begin Data to process

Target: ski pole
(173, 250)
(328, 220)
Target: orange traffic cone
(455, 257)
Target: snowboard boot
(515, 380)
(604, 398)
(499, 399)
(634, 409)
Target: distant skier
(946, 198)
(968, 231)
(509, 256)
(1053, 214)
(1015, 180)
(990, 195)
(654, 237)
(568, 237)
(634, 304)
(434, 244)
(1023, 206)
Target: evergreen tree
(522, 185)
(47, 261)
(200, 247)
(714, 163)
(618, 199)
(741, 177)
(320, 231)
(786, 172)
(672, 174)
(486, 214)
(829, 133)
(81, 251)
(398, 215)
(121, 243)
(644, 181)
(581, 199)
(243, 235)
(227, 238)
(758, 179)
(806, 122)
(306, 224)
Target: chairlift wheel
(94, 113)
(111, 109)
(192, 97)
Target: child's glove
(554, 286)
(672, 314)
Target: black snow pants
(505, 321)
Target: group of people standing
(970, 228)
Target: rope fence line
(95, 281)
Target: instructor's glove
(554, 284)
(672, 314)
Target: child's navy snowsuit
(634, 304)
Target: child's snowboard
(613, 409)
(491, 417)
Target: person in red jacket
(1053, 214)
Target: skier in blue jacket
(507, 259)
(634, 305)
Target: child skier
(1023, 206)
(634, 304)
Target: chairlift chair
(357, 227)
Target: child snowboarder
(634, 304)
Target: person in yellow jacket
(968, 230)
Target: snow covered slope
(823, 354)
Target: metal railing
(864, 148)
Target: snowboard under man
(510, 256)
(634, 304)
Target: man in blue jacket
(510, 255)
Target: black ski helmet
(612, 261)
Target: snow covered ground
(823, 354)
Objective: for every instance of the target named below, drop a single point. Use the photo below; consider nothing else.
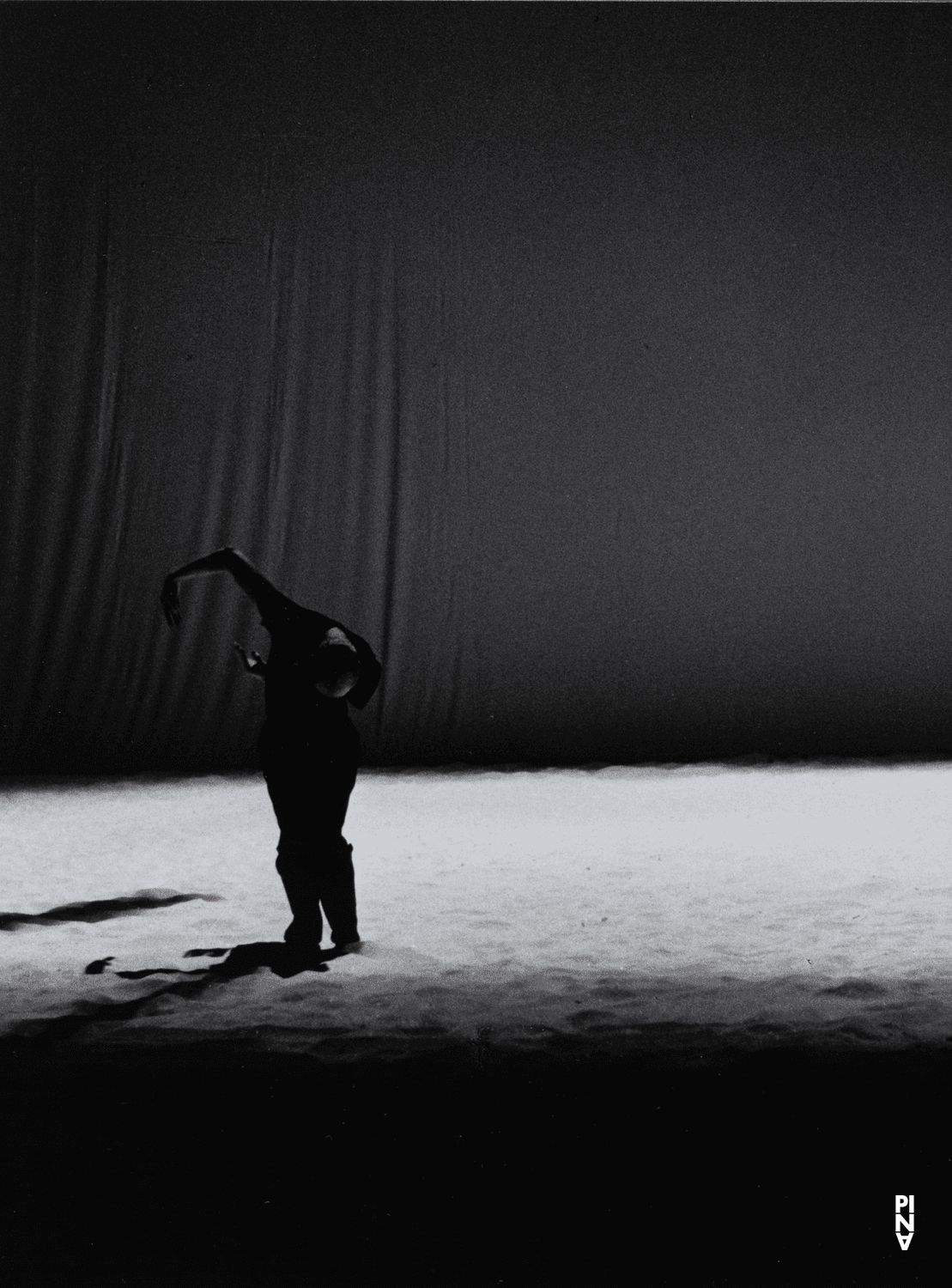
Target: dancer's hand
(170, 600)
(252, 662)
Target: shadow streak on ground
(241, 960)
(102, 909)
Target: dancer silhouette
(309, 750)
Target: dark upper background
(593, 361)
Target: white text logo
(908, 1202)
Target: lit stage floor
(681, 909)
(697, 1015)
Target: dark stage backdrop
(591, 361)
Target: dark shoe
(303, 938)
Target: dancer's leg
(313, 858)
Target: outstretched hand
(252, 662)
(170, 600)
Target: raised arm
(252, 582)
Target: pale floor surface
(508, 906)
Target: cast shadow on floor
(102, 909)
(281, 958)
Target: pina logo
(908, 1202)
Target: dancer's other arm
(252, 582)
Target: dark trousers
(311, 798)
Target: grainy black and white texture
(593, 362)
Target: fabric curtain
(591, 361)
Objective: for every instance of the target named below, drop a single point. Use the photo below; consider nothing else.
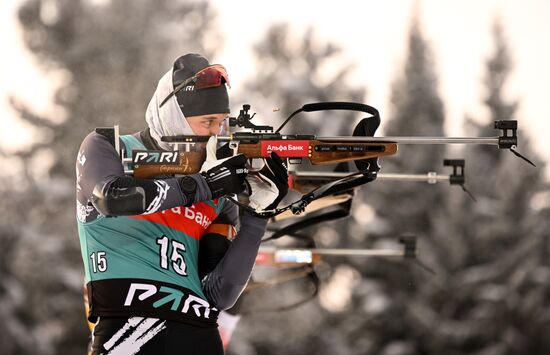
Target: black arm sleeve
(103, 188)
(225, 283)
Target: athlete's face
(208, 125)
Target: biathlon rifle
(362, 148)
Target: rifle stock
(318, 153)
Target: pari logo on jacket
(192, 221)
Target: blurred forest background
(490, 294)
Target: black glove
(269, 186)
(223, 176)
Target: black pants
(151, 336)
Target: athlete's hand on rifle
(223, 176)
(268, 187)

end Data to process

Requirements —
Reproduce the entries from the line containing "Target: dark trousers" through the end, keeping both ends and omitting the pictures.

Output of the exercise —
Target: dark trousers
(311, 798)
Target: grainy black and white texture
(593, 362)
Target: fabric curtain
(591, 361)
Objective: for every instance of the target named below, drop a single point. Use the photo below; consider nothing else.
Target: black arm sleeve
(103, 188)
(225, 283)
Target: athlete's face
(208, 125)
Target: biathlon rifle
(362, 148)
Target: rifle stock
(318, 153)
Target: pari logo on jacket
(192, 221)
Target: blurred forest background
(490, 294)
Target: black glove
(269, 186)
(223, 176)
Target: black pants
(151, 336)
Target: athlete's hand on rifle
(223, 176)
(268, 187)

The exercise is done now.